§ **Consigne**: Extrayez tel quel, dans le texte sur la structure du budget de l’État, le passage commençant par « La structure du budget de l’État » et se poursuivant jusqu’à « structuration du budget. ».
=== Extrait fourni ===
CHAPITRE 7

La structure du budget de l’État

La manière dont est structuré le budget de l’État résulte des principes budgétaires, tant classiques que récents, et de leur mise en musique par la LOLF. L’évolution de ces principes est notamment la traduction de la recherche de l’amélioration de la gestion publique. À cet égard, la LOLF a introduit le souci de la performance dans l’élaboration et la structuration du budget.

1 Atteindre l’équilibre des finances publiques grâce à la LOLF

1.1 La LOLF organise les lois de finances dans une logique de performance

L’ordonnance organique de 1959 ne répondait plus aux attentes dans un contexte de complexification des finances publiques et d’endettement. Les parlementaires avaient peu d’impact sur le budget et un faible contrôle puisque 95 % des crédits étaient reconduits par un seul vote (services votés). En outre, la spécialité était appliquée au niveau le plus fin, celui du chapitre, ce qui ne laissait pas de marge de manœuvre aux gestionnaires. La logique était celle des moyens et non des objectifs (et de leur atteinte). Le Parlement n’était pas formellement informé des objectifs des crédits inscrits au budget de l’État. La précision jouait contre la performance car elle ne permettait pas de mesurer les efforts mis en œuvre par politique publique ; le vote se faisait en moindre connaissance de cause. Quand l’endettement public a dépassé 60 % du PIB au début des années 2000, l’une des causes avancées était la lourdeur et l’opacité de l’action de l’administration et le manque d’efficience de nombreuses dépenses.
=== Relevé ===
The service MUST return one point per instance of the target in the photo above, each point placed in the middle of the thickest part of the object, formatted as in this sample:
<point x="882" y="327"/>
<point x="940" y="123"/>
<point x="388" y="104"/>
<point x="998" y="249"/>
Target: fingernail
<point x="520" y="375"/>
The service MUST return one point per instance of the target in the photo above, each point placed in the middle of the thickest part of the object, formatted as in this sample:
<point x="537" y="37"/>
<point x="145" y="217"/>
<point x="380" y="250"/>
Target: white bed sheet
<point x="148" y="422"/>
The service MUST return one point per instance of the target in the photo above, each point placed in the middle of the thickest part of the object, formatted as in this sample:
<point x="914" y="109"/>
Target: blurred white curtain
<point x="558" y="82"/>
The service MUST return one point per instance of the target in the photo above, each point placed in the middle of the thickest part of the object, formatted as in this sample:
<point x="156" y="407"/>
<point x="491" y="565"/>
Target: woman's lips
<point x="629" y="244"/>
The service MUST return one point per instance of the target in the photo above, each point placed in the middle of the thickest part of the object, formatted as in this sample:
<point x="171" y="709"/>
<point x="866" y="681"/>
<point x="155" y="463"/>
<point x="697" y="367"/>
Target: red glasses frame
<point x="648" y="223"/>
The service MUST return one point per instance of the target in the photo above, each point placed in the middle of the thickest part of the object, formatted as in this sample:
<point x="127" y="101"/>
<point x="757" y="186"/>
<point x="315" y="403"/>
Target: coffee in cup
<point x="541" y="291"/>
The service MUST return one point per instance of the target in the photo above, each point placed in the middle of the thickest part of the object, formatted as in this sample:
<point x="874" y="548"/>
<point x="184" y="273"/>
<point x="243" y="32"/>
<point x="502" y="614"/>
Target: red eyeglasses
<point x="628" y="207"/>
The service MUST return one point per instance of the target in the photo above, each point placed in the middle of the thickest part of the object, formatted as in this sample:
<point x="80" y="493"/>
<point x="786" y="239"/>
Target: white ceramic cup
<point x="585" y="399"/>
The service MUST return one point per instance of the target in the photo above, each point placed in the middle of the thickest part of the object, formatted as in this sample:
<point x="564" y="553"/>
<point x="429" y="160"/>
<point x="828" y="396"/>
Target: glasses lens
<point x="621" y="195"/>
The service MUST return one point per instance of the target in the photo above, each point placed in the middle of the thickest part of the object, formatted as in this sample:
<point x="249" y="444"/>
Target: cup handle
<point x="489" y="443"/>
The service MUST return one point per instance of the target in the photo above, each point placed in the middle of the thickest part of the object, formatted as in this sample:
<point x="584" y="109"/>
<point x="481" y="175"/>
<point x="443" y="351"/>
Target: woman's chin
===
§ **Résultat obtenu**:
La structure du budget de l’État

La manière dont est structuré le budget de l’État résulte des principes budgétaires, tant classiques que récents, et de leur mise en musique par la LOLF. L’évolution de ces principes est notamment la traduction de la recherche de l’amélioration de la gestion publique. À cet égard, la LOLF a introduit le souci de la performance dans l’élaboration et la structuration du budget.